EXERCISE INPUTS:
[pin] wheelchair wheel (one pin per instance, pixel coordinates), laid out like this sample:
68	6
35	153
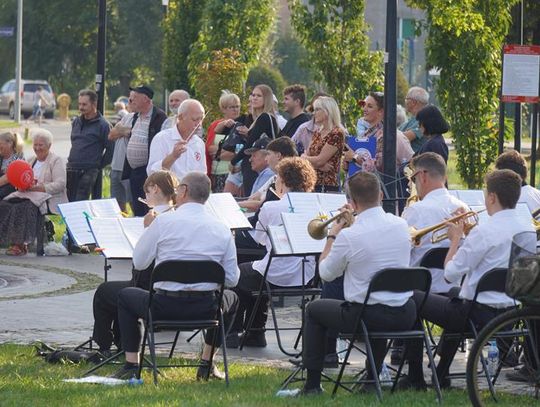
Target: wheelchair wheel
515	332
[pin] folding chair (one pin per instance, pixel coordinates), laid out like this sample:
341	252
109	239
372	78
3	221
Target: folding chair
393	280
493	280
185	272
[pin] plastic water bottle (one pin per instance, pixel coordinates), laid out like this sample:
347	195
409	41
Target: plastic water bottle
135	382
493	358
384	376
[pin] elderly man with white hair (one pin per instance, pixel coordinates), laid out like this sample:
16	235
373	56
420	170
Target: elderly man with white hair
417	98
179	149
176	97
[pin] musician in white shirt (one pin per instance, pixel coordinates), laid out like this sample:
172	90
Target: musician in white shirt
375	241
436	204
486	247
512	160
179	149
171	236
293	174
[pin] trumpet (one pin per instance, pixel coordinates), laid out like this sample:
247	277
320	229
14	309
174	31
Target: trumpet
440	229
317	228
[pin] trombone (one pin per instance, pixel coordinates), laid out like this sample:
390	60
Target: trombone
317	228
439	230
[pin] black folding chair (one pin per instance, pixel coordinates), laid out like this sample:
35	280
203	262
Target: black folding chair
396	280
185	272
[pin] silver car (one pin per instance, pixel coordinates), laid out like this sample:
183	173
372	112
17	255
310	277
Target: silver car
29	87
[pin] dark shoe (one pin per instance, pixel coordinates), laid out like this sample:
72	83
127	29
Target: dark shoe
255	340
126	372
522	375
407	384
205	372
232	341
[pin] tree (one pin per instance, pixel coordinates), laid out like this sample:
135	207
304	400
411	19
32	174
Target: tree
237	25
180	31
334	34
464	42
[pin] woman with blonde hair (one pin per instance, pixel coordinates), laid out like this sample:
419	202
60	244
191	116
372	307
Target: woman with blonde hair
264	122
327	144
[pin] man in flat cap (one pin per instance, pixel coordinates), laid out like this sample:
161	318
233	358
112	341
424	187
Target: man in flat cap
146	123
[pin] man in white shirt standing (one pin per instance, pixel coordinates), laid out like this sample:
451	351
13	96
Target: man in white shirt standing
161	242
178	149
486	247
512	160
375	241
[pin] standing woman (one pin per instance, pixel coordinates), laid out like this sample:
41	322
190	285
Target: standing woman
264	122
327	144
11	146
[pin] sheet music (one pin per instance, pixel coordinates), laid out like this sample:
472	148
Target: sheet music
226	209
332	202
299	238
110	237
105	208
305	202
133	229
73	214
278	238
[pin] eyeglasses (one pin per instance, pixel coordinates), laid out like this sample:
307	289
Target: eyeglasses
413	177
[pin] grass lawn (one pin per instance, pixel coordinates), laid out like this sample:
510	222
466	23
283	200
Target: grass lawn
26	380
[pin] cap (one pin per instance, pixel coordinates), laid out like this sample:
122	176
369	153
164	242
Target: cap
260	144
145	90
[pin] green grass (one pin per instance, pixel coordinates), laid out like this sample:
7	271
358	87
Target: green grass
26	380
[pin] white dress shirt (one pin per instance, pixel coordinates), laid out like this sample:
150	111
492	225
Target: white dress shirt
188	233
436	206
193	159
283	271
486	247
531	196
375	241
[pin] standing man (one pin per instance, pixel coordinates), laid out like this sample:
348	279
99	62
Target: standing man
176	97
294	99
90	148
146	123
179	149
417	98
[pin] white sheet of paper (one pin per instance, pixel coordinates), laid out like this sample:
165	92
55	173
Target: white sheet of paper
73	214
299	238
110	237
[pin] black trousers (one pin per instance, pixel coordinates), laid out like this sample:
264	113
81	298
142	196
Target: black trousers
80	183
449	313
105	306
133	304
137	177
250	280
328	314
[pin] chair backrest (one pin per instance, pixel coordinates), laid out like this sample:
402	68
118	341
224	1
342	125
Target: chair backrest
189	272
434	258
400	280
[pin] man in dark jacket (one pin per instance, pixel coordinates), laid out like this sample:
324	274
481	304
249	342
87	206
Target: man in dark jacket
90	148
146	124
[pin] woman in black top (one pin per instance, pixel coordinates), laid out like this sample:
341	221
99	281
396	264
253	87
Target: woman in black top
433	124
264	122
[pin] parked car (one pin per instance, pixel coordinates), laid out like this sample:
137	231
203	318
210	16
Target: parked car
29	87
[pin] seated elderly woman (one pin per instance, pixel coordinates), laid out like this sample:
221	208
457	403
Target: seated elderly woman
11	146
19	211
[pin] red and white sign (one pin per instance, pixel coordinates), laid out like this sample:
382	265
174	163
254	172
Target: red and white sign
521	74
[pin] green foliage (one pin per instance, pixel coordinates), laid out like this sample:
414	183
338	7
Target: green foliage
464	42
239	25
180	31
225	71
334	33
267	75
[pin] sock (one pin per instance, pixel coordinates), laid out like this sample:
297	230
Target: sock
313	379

EXERCISE DETAILS: Copy all of the material above word for word, leaving out the pictures.

THE OUTPUT:
[pin] wheelchair wheel (one pin per instance, pixel coordinates), laid out like this sample:
68	6
35	153
Target: wheelchair wheel
515	332
[pin] folding chair (one pin per instance, pixel coordinates), laid out like this sample:
341	252
109	239
372	78
3	221
Target: folding chair
393	280
493	280
185	272
[pin] plastic water bottle (one pin per instance, pixel coordinates), laid out like this sample:
347	195
409	41
Target: plastic water bottle
135	382
493	358
384	376
[pin] elderly man with white hair (one pin per instance, pixel coordinates), laid out like this sample:
16	235
373	56
420	170
Target: elderly man with white hair
417	98
179	149
176	97
[pin] musician in white shirt (one pin per instance, pixel coordinates), laid out like this sample:
172	90
Target: musician in white shirt
375	241
436	204
486	247
512	160
179	149
171	236
293	174
[pin] trumpet (one pin per instance, pixel coordinates), laid out like this sample:
247	277
320	229
14	309
174	31
Target: trumpet
440	229
317	228
[pin] trombone (one pin per instance, pixel coordinates), laid out like this sample:
390	60
Target: trombone
317	228
439	230
[pin] black folding chair (one pin per instance, pixel coordinates), laid out like this sample:
35	280
203	262
Target: black folding chair
396	280
185	272
[pin] silver car (one pin per instance, pixel coordinates), laid out like this sample:
183	173
372	112
17	255
310	277
Target: silver car
29	87
[pin] dark shoe (one pin per instance, pixel coordinates), laid out like this sample:
72	83
127	29
Target: dark shoe
255	340
126	372
522	375
407	384
205	372
232	341
[pin] tree (one pin per instance, pixel coordinates), laid out like this sample:
135	207
304	400
411	19
32	174
Target: tree
237	25
180	31
334	34
464	42
[pin] woman with blonde hair (one pin per instance, pixel coordinates), laid out like this sample:
419	202
60	244
191	116
372	307
Target: woman with blonde hair
264	122
327	144
[pin] man in flat cap (one pin per instance, pixel coordinates), laid out like this sample:
161	318
233	358
112	341
424	187
Target: man in flat cap
146	123
[pin] man in white shirt standing (one pin per instance, pixel coordinates), laid out like this sample:
451	351
13	96
Target: man in white shirt standing
161	242
178	149
486	247
512	160
375	241
[pin] standing woman (one pin per instance, pixel coordinates), laid out like this sample:
41	322
190	285
Target: standing woman
264	122
327	144
11	146
[pin] sheet music (one pin per instance, pixel coordinates), laid out like this sample:
472	148
Target: sheet music
226	209
332	202
299	238
110	237
105	208
305	202
133	229
73	214
278	238
[pin] eyeglasses (one pin per instance, pixel coordinates), laid out like this sample:
307	289
Target: eyeglasses
413	177
[pin] grass lawn (one pin per instance, pixel coordinates), laid out like this sample:
510	222
466	23
283	200
Target: grass lawn
26	380
[pin] cap (one pin per instance, pixel coordinates), laid out like this sample:
122	176
369	153
164	242
Target: cap
260	144
145	90
[pin] green grass (one pin per instance, pixel coordinates), laid out like this sample:
7	271
358	87
Target: green grass
26	380
[pin] white dress shirt (one pin per instance, pixel coordinates), laid out like this sample:
150	111
492	225
Target: white dress shirt
188	233
436	206
193	159
283	271
486	247
531	196
375	241
[pin] standing man (one pin per instance, pixel coordinates), laid out like this sample:
348	279
99	62
Target: standing man
176	97
294	99
90	148
146	123
179	149
417	98
[pin] white sheet of paper (one pin per instance, pixel coordinates), laid out like this sample:
165	92
55	173
Target: white sheet of paper
73	214
299	238
110	237
[pin] black trousers (one pin per instance, pixel coordinates), laid out like this sample:
264	113
81	298
142	196
Target: black trousers
80	183
449	313
105	306
133	304
137	177
250	280
328	314
[pin] chair backrest (one pin per instance, pixel coordinates), laid out like this sample:
402	68
118	341
224	1
342	125
Target: chair backrest
189	272
434	258
400	280
[pin] man in dark jacket (one pin per instance, pixel coordinates), laid out like this sample:
324	274
481	304
249	342
87	206
Target: man in dark jacket
90	148
146	124
[pin] woman in black top (one pin per instance, pixel coordinates), laid out like this sample:
341	221
99	281
396	264
253	87
Target: woman in black top
433	124
264	122
[pin] parked car (one pin per instance, pixel coordinates), laid out like this sample:
137	231
203	318
210	16
Target: parked car
29	87
[pin] seated elderly woman (one pin per instance, pixel coordinates), laid out like this sample:
221	208
457	403
Target: seated elderly woman
11	146
19	211
[pin] red and white sign (one pin per instance, pixel coordinates), laid out like this sample:
382	265
174	163
254	172
Target: red and white sign
521	74
[pin] green foliage (one pin per instance, pixel coordinates), laid out like this sample:
414	183
338	7
Target: green foliage
464	42
239	25
180	31
225	71
334	33
267	75
[pin] sock (one pin per instance, pixel coordinates), laid out like this sample:
297	230
Target: sock
313	379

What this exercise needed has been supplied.